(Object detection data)
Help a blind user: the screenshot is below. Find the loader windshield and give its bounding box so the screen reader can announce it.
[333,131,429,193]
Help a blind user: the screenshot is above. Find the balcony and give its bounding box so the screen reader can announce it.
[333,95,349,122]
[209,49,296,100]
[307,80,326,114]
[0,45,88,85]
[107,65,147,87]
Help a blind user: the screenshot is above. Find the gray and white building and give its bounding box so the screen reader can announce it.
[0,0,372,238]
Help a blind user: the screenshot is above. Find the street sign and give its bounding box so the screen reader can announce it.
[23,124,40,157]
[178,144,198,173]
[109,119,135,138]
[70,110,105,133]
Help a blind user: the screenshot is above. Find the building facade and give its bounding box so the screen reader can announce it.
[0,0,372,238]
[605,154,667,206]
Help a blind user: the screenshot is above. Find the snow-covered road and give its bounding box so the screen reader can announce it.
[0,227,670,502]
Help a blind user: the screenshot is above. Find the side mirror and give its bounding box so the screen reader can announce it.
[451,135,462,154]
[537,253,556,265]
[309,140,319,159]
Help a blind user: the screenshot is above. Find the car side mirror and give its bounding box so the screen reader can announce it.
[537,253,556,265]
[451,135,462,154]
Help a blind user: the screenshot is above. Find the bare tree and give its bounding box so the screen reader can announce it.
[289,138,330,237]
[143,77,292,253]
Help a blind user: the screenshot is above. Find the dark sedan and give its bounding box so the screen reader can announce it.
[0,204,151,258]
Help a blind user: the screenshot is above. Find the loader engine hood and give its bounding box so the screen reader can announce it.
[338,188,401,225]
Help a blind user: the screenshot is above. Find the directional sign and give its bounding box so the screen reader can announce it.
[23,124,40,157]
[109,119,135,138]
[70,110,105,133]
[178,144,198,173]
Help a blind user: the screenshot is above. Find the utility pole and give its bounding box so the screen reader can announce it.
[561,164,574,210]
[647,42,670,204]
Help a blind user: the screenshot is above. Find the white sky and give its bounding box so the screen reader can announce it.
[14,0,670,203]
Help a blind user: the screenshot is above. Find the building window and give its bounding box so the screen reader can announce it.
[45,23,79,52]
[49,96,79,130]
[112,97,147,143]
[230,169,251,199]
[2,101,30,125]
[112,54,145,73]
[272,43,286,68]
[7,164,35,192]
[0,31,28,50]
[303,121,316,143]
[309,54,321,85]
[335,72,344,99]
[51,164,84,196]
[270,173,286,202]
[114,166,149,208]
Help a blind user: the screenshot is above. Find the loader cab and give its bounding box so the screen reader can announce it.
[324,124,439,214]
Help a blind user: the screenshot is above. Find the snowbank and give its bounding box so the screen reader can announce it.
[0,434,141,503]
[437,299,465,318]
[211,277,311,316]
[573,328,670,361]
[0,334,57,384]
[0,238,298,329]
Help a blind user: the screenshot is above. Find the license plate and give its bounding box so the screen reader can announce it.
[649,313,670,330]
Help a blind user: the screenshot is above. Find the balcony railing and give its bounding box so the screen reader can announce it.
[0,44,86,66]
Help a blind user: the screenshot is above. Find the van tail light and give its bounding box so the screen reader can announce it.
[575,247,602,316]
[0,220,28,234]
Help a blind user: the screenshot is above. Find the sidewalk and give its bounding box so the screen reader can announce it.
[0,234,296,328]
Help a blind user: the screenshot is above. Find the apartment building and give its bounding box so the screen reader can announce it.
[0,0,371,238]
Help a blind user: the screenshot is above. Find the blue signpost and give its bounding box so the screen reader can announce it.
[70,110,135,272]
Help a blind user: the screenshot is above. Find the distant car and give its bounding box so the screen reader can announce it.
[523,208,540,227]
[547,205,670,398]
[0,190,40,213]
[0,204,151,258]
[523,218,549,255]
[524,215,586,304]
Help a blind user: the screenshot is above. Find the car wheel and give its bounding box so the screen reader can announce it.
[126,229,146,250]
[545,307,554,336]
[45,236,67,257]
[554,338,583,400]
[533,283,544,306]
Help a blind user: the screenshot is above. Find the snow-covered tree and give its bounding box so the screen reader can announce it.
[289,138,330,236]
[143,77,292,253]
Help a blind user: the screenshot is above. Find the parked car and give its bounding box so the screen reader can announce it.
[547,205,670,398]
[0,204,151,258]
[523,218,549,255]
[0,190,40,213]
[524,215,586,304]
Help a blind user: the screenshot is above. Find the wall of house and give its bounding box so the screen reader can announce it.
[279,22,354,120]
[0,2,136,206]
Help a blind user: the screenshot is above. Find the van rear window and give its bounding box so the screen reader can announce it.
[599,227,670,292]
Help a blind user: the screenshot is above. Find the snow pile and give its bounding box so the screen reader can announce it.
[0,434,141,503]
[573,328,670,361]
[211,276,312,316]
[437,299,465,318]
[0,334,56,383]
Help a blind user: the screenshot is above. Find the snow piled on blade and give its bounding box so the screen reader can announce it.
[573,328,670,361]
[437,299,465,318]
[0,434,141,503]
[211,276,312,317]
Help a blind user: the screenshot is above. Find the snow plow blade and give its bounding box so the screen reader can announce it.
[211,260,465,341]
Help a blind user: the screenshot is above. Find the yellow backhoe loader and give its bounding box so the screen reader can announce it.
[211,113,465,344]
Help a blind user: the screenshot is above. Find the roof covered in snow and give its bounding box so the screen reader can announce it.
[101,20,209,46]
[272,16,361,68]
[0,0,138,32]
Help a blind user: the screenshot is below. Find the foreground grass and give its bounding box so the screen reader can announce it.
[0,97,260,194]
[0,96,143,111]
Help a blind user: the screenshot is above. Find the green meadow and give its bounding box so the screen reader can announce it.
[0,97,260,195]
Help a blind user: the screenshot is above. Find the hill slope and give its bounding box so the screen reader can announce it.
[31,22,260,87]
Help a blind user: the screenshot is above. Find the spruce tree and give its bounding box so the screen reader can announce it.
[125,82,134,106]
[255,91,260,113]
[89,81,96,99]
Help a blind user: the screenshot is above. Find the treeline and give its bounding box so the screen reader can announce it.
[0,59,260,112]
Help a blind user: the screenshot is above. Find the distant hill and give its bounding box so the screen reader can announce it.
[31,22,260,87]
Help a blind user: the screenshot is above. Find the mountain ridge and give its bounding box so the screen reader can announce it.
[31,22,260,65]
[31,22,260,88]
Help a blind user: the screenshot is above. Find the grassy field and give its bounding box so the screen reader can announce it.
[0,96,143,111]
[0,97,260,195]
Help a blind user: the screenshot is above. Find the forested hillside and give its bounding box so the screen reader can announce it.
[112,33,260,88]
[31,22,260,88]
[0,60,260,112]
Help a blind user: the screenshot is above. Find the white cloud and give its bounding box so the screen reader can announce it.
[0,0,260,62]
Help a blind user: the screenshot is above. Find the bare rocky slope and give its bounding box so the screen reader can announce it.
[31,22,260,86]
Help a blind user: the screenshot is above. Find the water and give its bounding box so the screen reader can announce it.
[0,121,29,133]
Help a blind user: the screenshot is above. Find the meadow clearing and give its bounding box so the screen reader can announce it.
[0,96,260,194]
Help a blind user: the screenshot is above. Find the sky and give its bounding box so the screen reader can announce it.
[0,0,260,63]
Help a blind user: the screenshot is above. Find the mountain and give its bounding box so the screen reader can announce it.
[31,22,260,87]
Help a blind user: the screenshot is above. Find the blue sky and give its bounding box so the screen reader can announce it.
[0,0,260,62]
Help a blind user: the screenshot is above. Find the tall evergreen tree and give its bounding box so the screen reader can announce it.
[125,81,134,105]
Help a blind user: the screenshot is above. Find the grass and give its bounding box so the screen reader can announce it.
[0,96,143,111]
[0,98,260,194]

## TASK BRIEF
Output the listing above exactly as it appears.

## PROBLEM SOLUTION
Help a blind user: the screenshot is below. Find the loader windshield and give its bounding box so the screen reader can announce it.
[333,131,429,193]
Help a blind user: the screenshot is above. Find the balcony and give its bounding box so the screen reader can announce it.
[333,95,349,122]
[209,49,296,100]
[307,80,326,114]
[0,45,88,85]
[107,65,147,87]
Help a blind user: the screenshot is above. Find the gray and white building and give its bounding box so the screen reader can announce it.
[0,0,372,238]
Help a blind user: the screenshot is above. Find the street sign and give its bounding box so the screen reader can announce it.
[23,124,40,157]
[178,144,198,173]
[109,119,135,138]
[70,110,105,133]
Help a blind user: the screenshot is above. Find the building facade and give its bounding box so the screen reader can announce it.
[0,0,372,238]
[605,154,667,206]
Help a blind user: the screenshot is above. Find the snow-covered road and give its bounding box so the screen reader can announce it.
[0,227,670,502]
Help a blind user: the screenshot is above. Find the side mirror and give its bounding box so the screen reader can announce it.
[451,135,462,154]
[537,253,556,265]
[309,140,319,159]
Help a blind user: the screenshot is above. Find the car side mirror and give its bounding box so the screen reader can announce it.
[537,253,556,265]
[451,135,462,154]
Help a blind user: the screenshot is above. Find the bare tree and give its bounding box so the screen reader can announce it.
[289,138,330,237]
[143,77,292,253]
Help a blind user: the screenshot is above. Find the dark sedan and give its bounding box so the screen reader can announce it.
[0,204,151,258]
Help a blind user: the screenshot is above. Find the loader engine hood and give its bounding box so the screen reader can announce it.
[338,188,401,225]
Help a blind user: the screenshot is above. Find the directional sign and give its bounding box so the screen reader can announce it.
[23,124,40,157]
[109,119,135,138]
[70,110,105,133]
[178,144,198,173]
Help a blind user: the screenshot is above. Find the utility pole and give its bounding box so the screen reader can announce it.
[561,164,574,210]
[647,42,670,204]
Help a blind user: the screenshot is above. Find the white sky and give its bounding box so the screen reader can announce it.
[14,0,670,203]
Help a blind user: the screenshot is above. Find the building window and give its bounding box so the screen reader can announce it.
[45,23,79,52]
[49,96,79,130]
[112,97,147,143]
[230,169,251,199]
[2,101,30,125]
[112,54,145,73]
[272,43,286,68]
[7,164,35,192]
[0,31,28,50]
[303,121,316,143]
[309,54,321,85]
[335,72,344,99]
[51,164,84,196]
[270,173,286,202]
[114,166,149,208]
Help a blind user: the screenshot is above. Find the loader cab and give its bounding box so the screen reader can announce it.
[324,124,439,214]
Help a blind user: the screenshot is above. Find the snowbank and give its bounding box so the screen reader can announce it.
[0,434,141,503]
[437,299,465,318]
[211,277,311,316]
[573,328,670,361]
[0,334,57,384]
[0,238,298,329]
Help a blind user: the screenshot is above. Find the license plate and give its bounding box so the screen reader can announce it.
[649,313,670,330]
Help a blind user: the screenshot is above. Find the balcony railing and give its bounding box so the screen reader can announce it.
[0,44,86,66]
Help a blind user: the screenshot is above. Find the van tail light and give its bounding box so the screen reader can announce it.
[575,247,602,316]
[0,220,28,234]
Help a blind user: the screenshot is above. Find the sidewalk and give its bounding box so the screen reader can announce it.
[0,234,296,328]
Help a blind user: the screenshot is above. Find the apartment building and give its bounding box so the screen reader can announce it.
[0,0,371,238]
Help a blind user: the screenshot is above. Find the blue signpost and give its bounding box so the screen reader can announce it.
[70,110,135,272]
Help a blind user: the screenshot is above. Find the distant car and give its bounding box so the screen reader can announce it.
[523,208,540,227]
[547,205,670,398]
[0,190,40,213]
[0,204,151,258]
[523,218,549,255]
[524,215,586,304]
Help a blind user: the screenshot is above. Find the car wheel and give its bounding box so the screen reader can announce it.
[126,229,146,250]
[545,307,554,336]
[45,236,67,257]
[554,338,583,400]
[533,283,544,306]
Help a blind user: the screenshot is above. Find the snow-covered tree and give its bounding box so the screen reader can announce it.
[289,138,330,236]
[143,77,292,253]
Help a blind user: the screenshot is above. Find the parked car and give its bounding box so the screen reader can announce it.
[547,205,670,398]
[0,204,151,258]
[523,218,549,255]
[0,190,40,213]
[524,215,586,304]
Help a blind user: the screenshot is above. Find the wall of house and give its bounding box so the screen reader can announce it.
[279,22,354,120]
[0,2,136,206]
Help a blind user: the screenshot is above. Find the van rear window and give its bounding box so the screen reader can announce it.
[599,227,670,292]
Help a blind user: the screenshot is above. Find the snow pile and give its bounding box so the screen reader can announce it.
[0,434,141,503]
[573,328,670,361]
[211,276,312,316]
[437,299,465,318]
[0,334,56,383]
Help a blind user: the screenshot is above. Find the snow piled on blade and give its bounding box so the screen reader can announce it.
[573,328,670,361]
[437,299,465,318]
[0,434,141,503]
[211,276,312,317]
Help a blind user: the screenshot is above. Find the snow plow blade and give its bounding box so the screen reader can announce it.
[211,260,465,341]
Help a blind user: the screenshot is above. Find the yellow backhoe loader and give its bounding box so the screen reader can announce it.
[211,113,465,344]
Help a blind user: the screenshot is above. Find the roof covered in snow and give its bounding box so the screen reader can announce it.
[101,20,209,46]
[272,16,361,68]
[0,0,138,32]
Help a blind user: the screenshot is below. Find the foreground grass and give its bounding box so the screen reader can announce it.
[0,97,260,194]
[0,96,143,111]
Help a blind user: the screenshot is above. Find the green meadow and give its bounding box so the screen reader can announce it.
[0,97,260,195]
Help a blind user: the screenshot is above. Find the hill slope and give its bounding box so the screen reader can announce it.
[31,22,260,87]
Help a blind user: the screenshot is above. Find the spruce tree and give its bounding box so the screen reader can announce it.
[125,82,134,106]
[255,91,260,113]
[89,81,96,99]
Help a blind user: the screenshot is above. Find the treeline and give its bounding box so the screen reader can announce it.
[0,59,260,112]
Help a blind user: the screenshot is above. Find the distant hill and give its bounding box so the screen reader can announce it.
[31,22,260,87]
Help a blind user: the screenshot is above. Find the mountain ridge and give its bounding box so the screen reader can announce it.
[31,22,260,65]
[31,22,260,88]
Help a blind user: the screenshot is above. Find the grassy field and give its bounding box so the screen reader can announce it.
[0,96,143,111]
[0,97,260,195]
Help a blind user: the screenshot is above. Find the forested hillside and give its bounding box so the screen reader can announce it.
[112,33,260,88]
[31,22,260,88]
[0,60,260,112]
Help a blind user: the screenshot is above. Find the white cloud and give its bounding box so the screen reader can announce it.
[0,0,260,62]
Help a blind user: the screenshot is above. Find the bare rocky slope and give its bounding box so the screen reader can announce it.
[31,22,260,86]
Help a blind user: the screenshot is above. Find the water and give its bounding box so the screen reader can announce it.
[0,121,29,133]
Help a blind user: the screenshot is above. Find the meadow clearing and give its bounding box so the screen reader can announce it.
[0,96,260,194]
Help a blind user: the screenshot is above. Find the sky and give its bounding box so the screen reader can announce it.
[0,0,260,63]
Help a blind user: the screenshot is above. Find the mountain and give its bounding box so the screen reader can announce it.
[31,22,260,87]
Help a blind user: the screenshot is above. Find the blue sky and give its bounding box so the screen reader can announce it.
[0,0,260,62]
Help a blind user: the screenshot is above. Find the tall evergreen tree and give its bounding box so the screen reader can announce it.
[125,81,134,105]
Help a blind user: the screenshot is above. Find the grass and give its bounding box so the screen reader can announce it.
[0,96,143,111]
[0,98,260,194]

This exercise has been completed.